Segment Start: Selected passage
GRADES

Your grade in this class is calculated from your scores on the following items:
Assignment Points
Final Project 20 pts
Paper Review 20 pts
Daily HW 4 pts x 15 = 60 pts
Total 100 pts

The instructors may provide opportunities to earn additional points. Your final grade will be calculated from the final score as follows:
Score Grade
90 - 100 A
80 -  89 B
70 -  79 C
60 -  69 D
00 -  59 F




ASSIGNMENTS

Final Project
Overview:
You will plan, execute, and present a data analysis on a question of your own choosing. We encourage you to choose a question from your own research.
Due dates:
Analysis plan will be submitted as a HW - see schedule
Presentations will occur in class - see schedule
Presentation slides (if any) will be shared with the entire class (via slack)
Final reports due on the last day of class at 11:59PM
Name the report as follows: lastname-firstname-finalproject. For example, stewart-thomas-finalproject.pdf
Use a header so that each page prints your name in the top margin.
Instructions:
  • Choose a research question so that development of a predictive model makes sense.
  • Select a dataset that includes predictors of various types (both continuous and categorical).
  • Incorporate methods discussed in the course. (For example, transformations, splines, missing data methods, bootstrap, etc.)
  • Address model selection and fit.
  • Use graphical displays in both the report and the presentation.
  • Plan for a 15 minute presentation and 5 minutes of questions
  • Prepare a statistical analysis plan for your final project. The following is a suggested outline for the analysis plan.
    1. Introduction. This is a statistical analysis plan, so a (very) short introduction of the scientific / biological content is sufficient. Give the reader enough content to orient themselves.
    2. Context. List earlier studies that form the foundation of your current research project. As a statistical analysis plan, focus on the statistical aspects of the earlier studies, i.e., study design, patient population, analysis method, type of hypothesis test. Indicate how the project adds to or replicates earlier work.
    3. Research questions.
Segment End: Selected passage
*Task set*:
1) Return, verbatim, the part of the course syllabus that opens with the words containing "2. Context. List" and closes with "replicates earlier work.".
2) Supply the next part of the course syllabus on grading and the final project, beginning after its last line.
The records do not need to be consulted.
Segment Start: Data extracts
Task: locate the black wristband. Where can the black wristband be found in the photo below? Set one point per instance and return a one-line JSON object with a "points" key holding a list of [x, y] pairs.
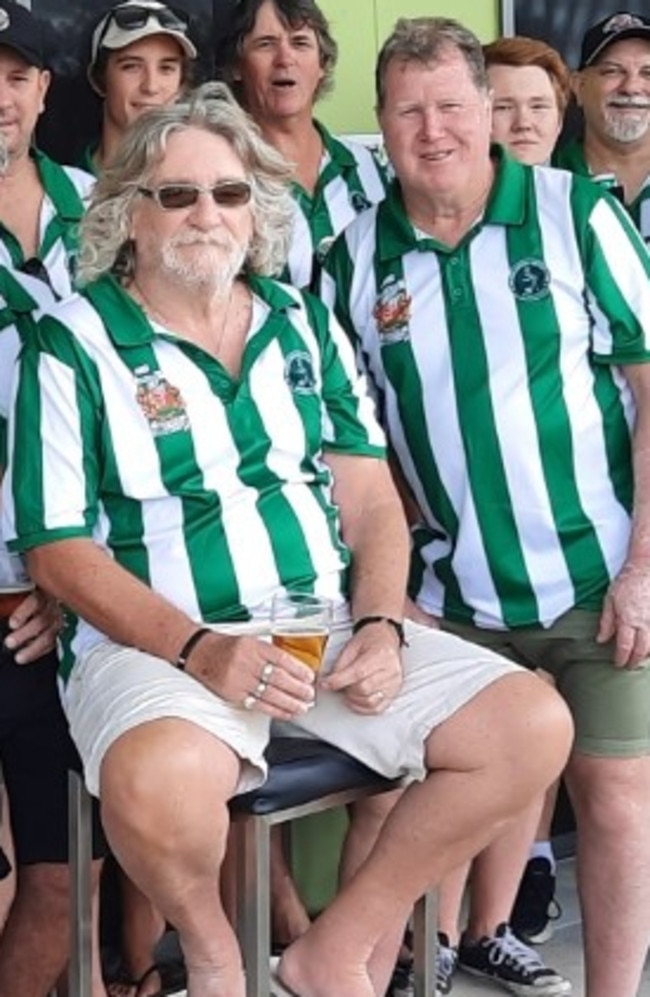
{"points": [[189, 645], [395, 624]]}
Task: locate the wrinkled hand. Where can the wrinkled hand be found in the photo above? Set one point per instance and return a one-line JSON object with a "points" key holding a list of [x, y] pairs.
{"points": [[34, 627], [253, 674], [626, 616], [369, 669]]}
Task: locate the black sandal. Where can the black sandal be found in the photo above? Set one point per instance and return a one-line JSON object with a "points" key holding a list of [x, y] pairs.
{"points": [[173, 978]]}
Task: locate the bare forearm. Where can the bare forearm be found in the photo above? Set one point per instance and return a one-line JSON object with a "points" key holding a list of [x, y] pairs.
{"points": [[374, 527], [115, 602]]}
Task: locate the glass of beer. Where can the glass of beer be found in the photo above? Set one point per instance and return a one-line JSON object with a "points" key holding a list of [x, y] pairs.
{"points": [[300, 624], [15, 583]]}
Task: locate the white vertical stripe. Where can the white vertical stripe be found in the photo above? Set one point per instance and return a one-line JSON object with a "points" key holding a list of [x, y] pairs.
{"points": [[61, 446], [590, 466]]}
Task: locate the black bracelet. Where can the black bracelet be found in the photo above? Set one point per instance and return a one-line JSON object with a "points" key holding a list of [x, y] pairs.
{"points": [[395, 624], [189, 645]]}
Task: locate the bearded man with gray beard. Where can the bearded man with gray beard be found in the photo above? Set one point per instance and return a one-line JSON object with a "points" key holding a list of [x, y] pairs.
{"points": [[612, 87]]}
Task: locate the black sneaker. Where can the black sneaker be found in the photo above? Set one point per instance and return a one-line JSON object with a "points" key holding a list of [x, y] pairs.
{"points": [[506, 960], [536, 907], [446, 963], [402, 983]]}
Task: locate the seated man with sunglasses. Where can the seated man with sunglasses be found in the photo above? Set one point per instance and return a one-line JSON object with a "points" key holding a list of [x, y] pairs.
{"points": [[36, 750], [141, 57], [41, 202], [205, 442]]}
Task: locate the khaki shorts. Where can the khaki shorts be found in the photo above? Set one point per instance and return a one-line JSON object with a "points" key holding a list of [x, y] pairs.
{"points": [[610, 706], [113, 689]]}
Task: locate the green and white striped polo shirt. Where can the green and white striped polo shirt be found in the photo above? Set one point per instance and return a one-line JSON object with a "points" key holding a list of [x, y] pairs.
{"points": [[67, 190], [571, 156], [22, 298], [495, 365], [350, 180], [211, 490]]}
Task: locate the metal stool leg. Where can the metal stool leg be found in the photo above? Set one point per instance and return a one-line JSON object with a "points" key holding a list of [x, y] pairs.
{"points": [[253, 902], [424, 945], [80, 848]]}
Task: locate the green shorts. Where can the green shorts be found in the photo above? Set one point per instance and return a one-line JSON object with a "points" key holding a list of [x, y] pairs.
{"points": [[610, 706]]}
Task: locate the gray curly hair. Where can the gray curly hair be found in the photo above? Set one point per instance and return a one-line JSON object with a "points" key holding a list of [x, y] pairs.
{"points": [[105, 244]]}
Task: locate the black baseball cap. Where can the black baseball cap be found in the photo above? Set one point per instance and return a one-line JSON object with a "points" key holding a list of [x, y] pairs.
{"points": [[613, 28], [22, 32]]}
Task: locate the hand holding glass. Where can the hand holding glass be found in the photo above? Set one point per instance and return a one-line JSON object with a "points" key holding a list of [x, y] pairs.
{"points": [[300, 624]]}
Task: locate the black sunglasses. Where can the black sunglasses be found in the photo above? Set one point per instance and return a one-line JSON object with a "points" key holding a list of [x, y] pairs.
{"points": [[176, 196], [133, 17], [34, 267]]}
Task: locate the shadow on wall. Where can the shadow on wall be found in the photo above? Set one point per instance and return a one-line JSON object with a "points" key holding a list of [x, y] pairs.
{"points": [[72, 116]]}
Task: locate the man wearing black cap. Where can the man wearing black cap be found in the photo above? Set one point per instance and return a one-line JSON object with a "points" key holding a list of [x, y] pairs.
{"points": [[141, 57], [612, 86], [41, 202]]}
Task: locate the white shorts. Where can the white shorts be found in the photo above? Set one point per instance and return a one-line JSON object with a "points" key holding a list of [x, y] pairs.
{"points": [[113, 689]]}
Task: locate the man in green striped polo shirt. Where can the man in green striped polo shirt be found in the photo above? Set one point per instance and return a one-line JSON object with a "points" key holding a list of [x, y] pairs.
{"points": [[205, 442], [502, 313], [41, 201], [612, 88], [279, 58]]}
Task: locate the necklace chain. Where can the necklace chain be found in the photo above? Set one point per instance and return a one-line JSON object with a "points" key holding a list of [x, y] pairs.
{"points": [[158, 316]]}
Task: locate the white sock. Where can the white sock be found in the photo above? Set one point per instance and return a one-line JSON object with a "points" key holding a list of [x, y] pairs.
{"points": [[543, 850]]}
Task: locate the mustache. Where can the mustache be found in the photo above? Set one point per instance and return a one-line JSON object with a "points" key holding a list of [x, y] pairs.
{"points": [[203, 238], [642, 103]]}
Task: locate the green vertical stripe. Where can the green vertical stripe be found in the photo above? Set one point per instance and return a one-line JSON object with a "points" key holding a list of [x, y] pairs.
{"points": [[541, 340], [483, 457]]}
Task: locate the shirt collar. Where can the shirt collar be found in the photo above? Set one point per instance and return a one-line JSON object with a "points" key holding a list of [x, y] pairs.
{"points": [[127, 324]]}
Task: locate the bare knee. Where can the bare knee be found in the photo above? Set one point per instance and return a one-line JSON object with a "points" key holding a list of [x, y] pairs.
{"points": [[42, 893], [609, 794], [518, 729]]}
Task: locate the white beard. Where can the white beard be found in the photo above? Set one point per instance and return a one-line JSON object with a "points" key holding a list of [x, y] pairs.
{"points": [[215, 267], [626, 127]]}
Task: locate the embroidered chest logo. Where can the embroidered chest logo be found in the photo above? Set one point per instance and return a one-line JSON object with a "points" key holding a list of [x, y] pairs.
{"points": [[529, 280], [392, 311], [359, 201], [161, 403], [299, 373]]}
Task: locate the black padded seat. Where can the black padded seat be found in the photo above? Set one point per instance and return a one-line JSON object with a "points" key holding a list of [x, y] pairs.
{"points": [[302, 769]]}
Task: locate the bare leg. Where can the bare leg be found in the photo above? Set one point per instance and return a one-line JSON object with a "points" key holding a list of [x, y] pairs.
{"points": [[496, 874], [450, 899], [164, 791], [611, 798], [35, 941], [481, 775], [142, 927], [8, 885], [288, 914], [368, 817]]}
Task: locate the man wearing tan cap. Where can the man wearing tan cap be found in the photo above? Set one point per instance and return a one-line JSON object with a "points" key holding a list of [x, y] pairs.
{"points": [[141, 57]]}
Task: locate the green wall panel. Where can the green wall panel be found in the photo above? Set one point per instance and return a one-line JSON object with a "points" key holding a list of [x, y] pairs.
{"points": [[360, 28]]}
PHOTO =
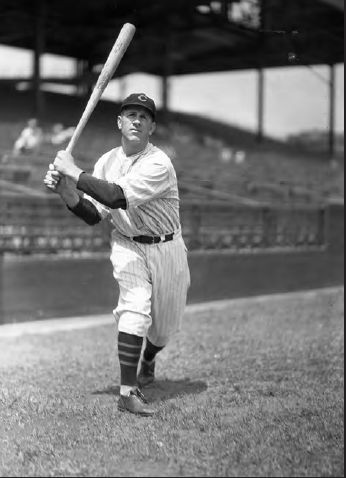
Segment End: Data extracts
*Responses in order*:
1)
2. Context. List earlier studies that form the foundation of your current research project. As a statistical analysis plan, focus on the statistical aspects of the earlier studies, i.e., study design, patient population, analysis method, type of hypothesis test. Indicate how the project adds to or replicates earlier work.

2)
    4. Analysis plan. For each research question, provide information on the following:
      • Study design
      • Study population, inclusion/exclusion criteria
      • Variables
      • Statistical methods
      • Missing Data
      • Sensitivity analyses
      • Output. Provide mock-ups of tables and figures that summarize the results of the analyses. Mock-ups should be as complete as possible. Think how you might generate tables and figures that compare results from earlier research with the results from the present project.



Paper Review
Overview:
You will present to the class a critique of a published paper from a medical journal.
Due dates:
Discussion in class - see schedule

Presentation slides (if any) will be shared with the entire class (via slack)
Use a header so that each page prints your name in the top margin.
Instructions:
  • Select a paper from the list of papers on slack (or add a paper of your choice)
  • Review of the paper, focusing on the statistical analysis.
    • Identify strengths and weaknesses.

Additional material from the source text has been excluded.